## [Document extract]
Purchase Order Terms and Conditions

These purchase order terms and conditions will be applicable whenever a Kurz-Kasch operation or plant issues a purchase order to a supplier.

 

            Overriding Agreement – Acceptance by Seller of this purchase order from Kurz-Kasch, Inc. (“Kurz-Kasch”) for the herein enumerated items and/or services (“Products”), which purchase order is acknowledged hereby to be an offer to contract, is expressly conditioned upon the agreement of Seller that the provisions herein control the purchase order and further condition that any prior communications shall be construed as negotiations and merged into and superseded hereby.  No condition, different or additional provisions stated by Seller in any acceptance or acknowledgment of this purchase order shall be binding upon Kurz-Kasch unless expressly accepted by an authorized representative of Kurz-Kasch in writing.  Unless the context requires otherwise, the provisions hereof and the term “Order” when used herein, shall encompass this purchase order as well as a contract or agreement resulting from implementing this purchase order.  Unless otherwise provided herein, the written acceptance by Seller of this purchase order or the commencement of any work or the performance of any services hereunder by Seller (including work or services with respect to samples) shall constitute acceptance by Seller of the provisions of this Order.  No provisions other than those set forth in this Order (which Order includes any document attached to or incorporated by reference) shall be binding upon Kurz-Kasch unless accomplished in accordance with these terms and conditions.

 

            Delivery/Shipping – Unless otherwise specifically expressed in this Order:

  1. Seller shall not fabricate any Products or procure any of the material required for same, or ship any Products to Kurz-Kasch, except to the extent authorized in written shipping and/or delivery schedules and/or instructions furnished by Kurz-Kasch.  Kurz-Kasch shall have no responsibility for Products for which such schedules or instructions have not been provided, the same may be returned to Seller and Seller shall pay all packaging, handling, storage and transportation expenses and all other expenses in connection therewith.  Kurz-Kasch from time to time may direct complete or partial suspension of such instructions and/or schedules without liability of, or expense to, Kurz-Kasch, except as expressed herein under Changes.
  2. At Seller’s expense, Seller shall properly pack and mark each package with Kurz-Kasch’s purchase order number, part number, factory, plant and all in accordance with any applicable requirements of Kurz-Kasch and common carriers in a manner to secure lowest transportation costs.
  3. Kurz-Kasch’s purchase order, part, and package numbers shall be shown on related packing slips, bill of lading and invoices.
  4. No charge shall be made to Kurz-Kasch for packing, marking, drayage, storage or otherwise.
  5. Seller shall describe Products on the bill of lading and other shipping receipts and shall route shipment in accordance with instructions issued by Kurz-Kasch.  If no shipping instructions are given by Kurz-Kasch, Seller shall call ordering plant,

 

            Price – If prices for Products are higher than specified initially by Kurz-Kasch in this purchase order, Seller must secure Kurz-Kasch’s written approval to any such increase prior to any contract being created. Seller warrants that the prices are no higher than are currently available from Seller to any other purchaser of Products.  No extra charges of any kind will be allowed unless specifically agreed to in writing by an authorized representative of Kurz-Kasch in advance.  All government imposed excise, manufacturing, sales use and similar taxes shall be the obligation of Seller, except where expressly stated herein and separately and conspicuously indicated on the invoice to be the obligation of Kurz-Kasch.  Any cash discount period shall be computed from the date of receipt by Kurz-Kasch of a complete and correct invoice, or Products, whichever is later.  On invoices returned for completion or correction, the cash discount period shall run from the date of Kurz-Kasch’s receipt of the completed or corrected invoice.  Unless freight, taxes, and other charges to Kurz-Kasch, if any, are itemized, any discount will be taken on the full amount of the invoices.  All payments are subject to adjustment prior or subsequent to being made, for a shortage, correction, or rejection.  A bill of lading must be included with shipment.

## [Do this]
Copy from the purchase order terms the part that opens with the words containing "Delivery/Shipping – Unless" and closes with "herein under Changes.".

## [Stored records]

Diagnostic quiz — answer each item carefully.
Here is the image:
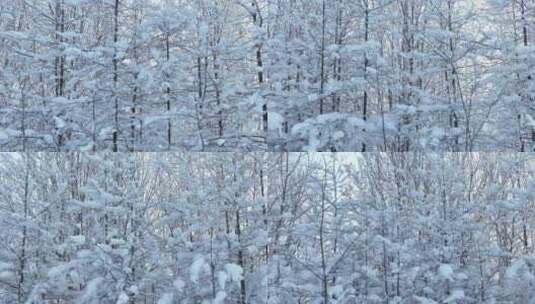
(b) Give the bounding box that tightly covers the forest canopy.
[0,0,535,152]
[0,153,535,304]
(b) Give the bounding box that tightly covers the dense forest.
[0,0,535,152]
[0,152,535,304]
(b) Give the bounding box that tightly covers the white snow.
[117,291,130,304]
[225,263,243,282]
[173,278,186,292]
[217,271,228,289]
[444,289,465,303]
[190,256,208,282]
[158,293,175,304]
[214,291,227,304]
[438,264,454,281]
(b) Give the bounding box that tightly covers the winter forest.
[0,0,535,152]
[0,152,535,304]
[0,0,535,304]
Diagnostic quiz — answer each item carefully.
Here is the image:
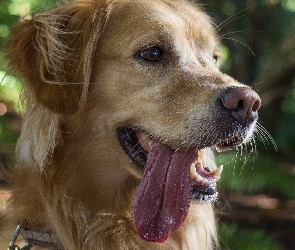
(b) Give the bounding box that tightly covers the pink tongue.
[133,143,197,242]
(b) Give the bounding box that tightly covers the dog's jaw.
[118,129,222,243]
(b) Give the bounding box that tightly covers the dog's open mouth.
[118,128,229,242]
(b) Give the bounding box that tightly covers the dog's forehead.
[98,0,217,54]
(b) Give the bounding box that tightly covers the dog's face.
[7,0,260,242]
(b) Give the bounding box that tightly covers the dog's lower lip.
[117,128,148,168]
[117,128,222,201]
[215,135,243,152]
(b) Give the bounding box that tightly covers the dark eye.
[213,53,219,63]
[139,47,162,61]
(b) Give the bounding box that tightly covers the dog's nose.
[221,87,261,123]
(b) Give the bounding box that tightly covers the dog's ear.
[7,2,107,114]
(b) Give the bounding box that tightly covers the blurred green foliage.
[0,0,295,250]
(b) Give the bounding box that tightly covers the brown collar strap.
[8,221,63,250]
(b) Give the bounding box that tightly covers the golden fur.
[1,0,262,250]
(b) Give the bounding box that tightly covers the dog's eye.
[139,47,162,61]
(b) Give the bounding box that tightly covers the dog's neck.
[9,221,63,250]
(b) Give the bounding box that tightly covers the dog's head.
[8,0,260,242]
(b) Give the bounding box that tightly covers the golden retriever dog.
[1,0,260,250]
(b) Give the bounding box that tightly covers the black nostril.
[237,100,244,109]
[221,87,261,122]
[252,101,261,112]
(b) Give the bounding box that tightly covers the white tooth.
[201,179,208,185]
[211,165,223,177]
[196,175,204,182]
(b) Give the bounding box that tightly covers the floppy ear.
[7,1,107,114]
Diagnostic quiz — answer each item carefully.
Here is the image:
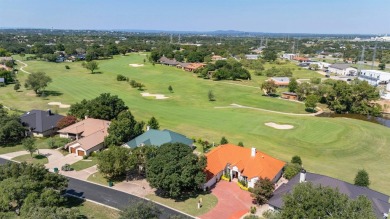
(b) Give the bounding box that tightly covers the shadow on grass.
[154,190,211,202]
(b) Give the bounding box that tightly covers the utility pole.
[371,41,378,70]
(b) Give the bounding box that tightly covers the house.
[245,54,259,60]
[58,118,111,156]
[268,170,390,218]
[124,129,194,148]
[293,56,309,62]
[204,144,285,188]
[282,92,298,100]
[269,77,290,87]
[158,56,180,66]
[328,63,357,76]
[211,55,226,61]
[20,110,64,137]
[282,53,297,60]
[358,70,390,86]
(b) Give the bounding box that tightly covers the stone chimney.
[251,148,256,157]
[299,169,306,183]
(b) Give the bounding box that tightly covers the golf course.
[0,53,390,194]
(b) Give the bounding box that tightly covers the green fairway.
[0,54,390,194]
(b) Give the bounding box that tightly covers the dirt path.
[16,60,31,74]
[214,103,323,116]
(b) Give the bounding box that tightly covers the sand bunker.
[48,102,70,108]
[129,64,144,68]
[141,93,169,100]
[264,122,294,129]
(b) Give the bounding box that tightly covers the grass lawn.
[0,54,390,194]
[67,196,119,219]
[12,154,49,164]
[0,138,49,154]
[71,157,97,171]
[146,194,218,216]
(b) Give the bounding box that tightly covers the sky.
[0,0,390,35]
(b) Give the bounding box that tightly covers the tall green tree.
[146,143,206,198]
[146,116,160,130]
[22,138,38,157]
[24,72,52,94]
[251,178,275,205]
[288,78,298,92]
[82,61,99,74]
[260,80,278,95]
[69,93,128,120]
[104,110,144,146]
[280,183,376,219]
[119,201,161,219]
[355,169,370,187]
[97,147,132,180]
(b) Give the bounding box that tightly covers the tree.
[69,93,128,120]
[305,94,319,111]
[251,177,275,205]
[261,80,278,95]
[280,183,376,219]
[147,116,160,130]
[355,169,370,187]
[208,90,215,101]
[262,48,278,62]
[284,163,302,180]
[97,147,131,180]
[56,116,77,129]
[291,155,302,166]
[119,201,161,219]
[146,143,206,198]
[220,136,229,144]
[14,81,20,91]
[288,78,298,93]
[22,138,38,157]
[82,61,99,74]
[104,110,144,146]
[24,72,52,94]
[378,62,386,70]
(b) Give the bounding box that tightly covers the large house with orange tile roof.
[58,118,110,156]
[204,144,286,188]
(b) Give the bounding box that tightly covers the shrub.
[116,74,128,81]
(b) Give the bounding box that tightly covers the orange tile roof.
[206,144,286,180]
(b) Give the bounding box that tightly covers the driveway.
[200,180,253,219]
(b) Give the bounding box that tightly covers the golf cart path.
[16,60,31,74]
[214,103,323,116]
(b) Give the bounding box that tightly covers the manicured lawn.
[71,157,97,171]
[12,154,49,164]
[67,196,119,219]
[146,194,218,216]
[0,138,49,154]
[0,54,390,194]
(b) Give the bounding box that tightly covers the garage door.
[77,150,85,156]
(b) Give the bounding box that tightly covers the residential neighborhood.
[0,0,390,219]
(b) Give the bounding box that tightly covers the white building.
[328,63,357,76]
[358,70,390,86]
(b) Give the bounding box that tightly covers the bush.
[284,163,302,180]
[116,74,129,81]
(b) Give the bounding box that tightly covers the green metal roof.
[126,129,193,148]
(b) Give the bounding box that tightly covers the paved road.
[0,158,191,219]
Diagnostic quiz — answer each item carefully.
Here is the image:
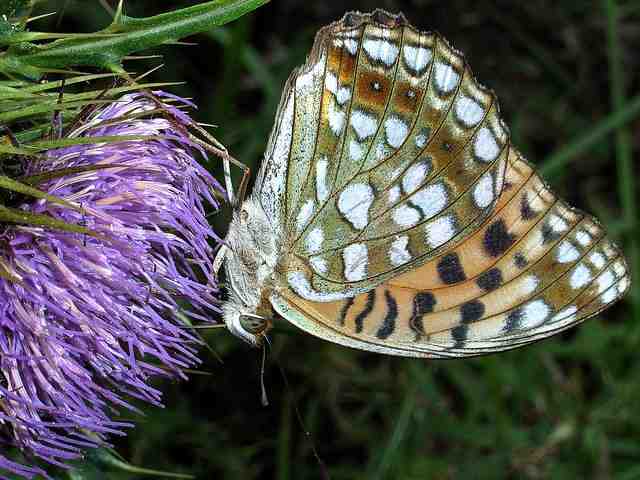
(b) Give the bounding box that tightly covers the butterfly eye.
[240,313,269,335]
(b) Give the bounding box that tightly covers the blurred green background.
[34,0,640,480]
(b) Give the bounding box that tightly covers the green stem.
[0,0,269,77]
[604,0,640,320]
[541,95,640,178]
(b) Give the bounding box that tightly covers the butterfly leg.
[190,125,251,206]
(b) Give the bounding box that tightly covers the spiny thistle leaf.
[0,0,269,79]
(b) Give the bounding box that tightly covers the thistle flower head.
[0,92,222,478]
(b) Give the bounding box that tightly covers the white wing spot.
[473,127,500,162]
[393,204,420,227]
[613,262,627,278]
[473,172,494,208]
[342,243,369,282]
[551,305,578,322]
[389,235,411,267]
[305,227,324,253]
[287,271,353,302]
[520,300,551,330]
[435,63,460,93]
[362,39,398,67]
[350,110,378,140]
[455,95,484,127]
[410,183,447,218]
[402,162,429,193]
[416,133,427,148]
[338,183,373,230]
[389,185,400,204]
[576,230,592,247]
[309,257,327,275]
[589,252,607,270]
[384,116,409,148]
[296,200,315,232]
[336,87,351,105]
[569,264,591,290]
[424,215,456,248]
[522,274,540,296]
[600,287,617,303]
[349,140,364,161]
[403,45,432,75]
[329,101,346,136]
[548,215,569,233]
[597,270,616,293]
[556,240,580,263]
[324,72,338,95]
[316,156,329,202]
[344,38,358,55]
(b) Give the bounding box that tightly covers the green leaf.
[0,0,269,78]
[67,448,194,480]
[0,175,80,212]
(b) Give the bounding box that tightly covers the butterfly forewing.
[268,14,509,297]
[252,11,629,357]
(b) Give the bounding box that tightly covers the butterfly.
[216,10,630,358]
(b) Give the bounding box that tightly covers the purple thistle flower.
[0,92,223,478]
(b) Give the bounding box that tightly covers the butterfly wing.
[256,11,628,356]
[271,153,630,358]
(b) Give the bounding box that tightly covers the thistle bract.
[0,92,222,477]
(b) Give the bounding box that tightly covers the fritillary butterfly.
[219,10,630,357]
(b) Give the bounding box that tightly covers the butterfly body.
[218,11,629,358]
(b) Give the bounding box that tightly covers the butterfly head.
[224,308,272,347]
[223,198,277,346]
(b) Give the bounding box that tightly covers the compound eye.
[240,313,269,335]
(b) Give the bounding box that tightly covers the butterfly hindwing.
[272,150,629,358]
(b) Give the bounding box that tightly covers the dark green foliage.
[27,0,640,480]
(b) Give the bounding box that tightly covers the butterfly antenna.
[260,344,271,407]
[264,335,331,480]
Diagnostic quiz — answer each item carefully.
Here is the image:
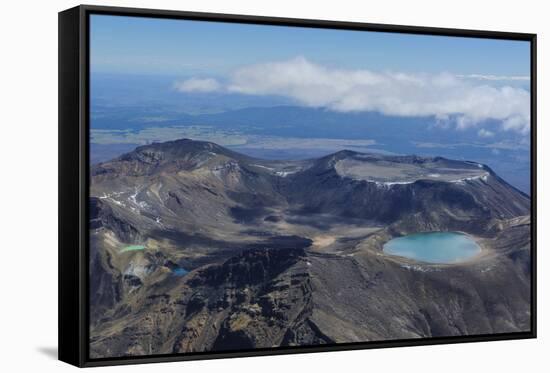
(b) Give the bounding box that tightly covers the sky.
[90,15,530,137]
[90,15,530,76]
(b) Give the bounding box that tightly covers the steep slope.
[90,140,531,357]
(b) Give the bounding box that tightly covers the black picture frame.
[58,5,537,367]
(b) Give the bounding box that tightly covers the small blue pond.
[172,267,189,277]
[384,232,481,263]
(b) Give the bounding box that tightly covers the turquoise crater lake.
[383,232,481,264]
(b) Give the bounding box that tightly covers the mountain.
[90,139,531,357]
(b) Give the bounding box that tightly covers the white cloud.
[174,78,222,92]
[176,57,530,133]
[457,74,531,82]
[477,128,495,137]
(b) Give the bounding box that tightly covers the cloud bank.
[177,57,530,136]
[174,78,222,93]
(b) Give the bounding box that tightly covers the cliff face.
[90,140,530,357]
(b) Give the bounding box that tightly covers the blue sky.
[91,15,529,76]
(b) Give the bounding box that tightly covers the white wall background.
[0,0,550,373]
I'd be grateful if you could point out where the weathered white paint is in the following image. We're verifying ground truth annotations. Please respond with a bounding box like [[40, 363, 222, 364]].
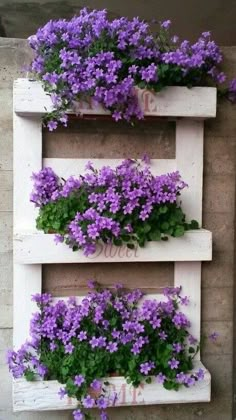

## [Solution to this problem]
Delivery/Shipping – Unless otherwise specifically expressed in this Order:

  1. Seller shall not fabricate any Products or procure any of the material required for same, or ship any Products to Kurz-Kasch, except to the extent authorized in written shipping and/or delivery schedules and/or instructions furnished by Kurz-Kasch.  Kurz-Kasch shall have no responsibility for Products for which such schedules or instructions have not been provided, the same may be returned to Seller and Seller shall pay all packaging, handling, storage and transportation expenses and all other expenses in connection therewith.  Kurz-Kasch from time to time may direct complete or partial suspension of such instructions and/or schedules without liability of, or expense to, Kurz-Kasch, except as expressed herein under Changes.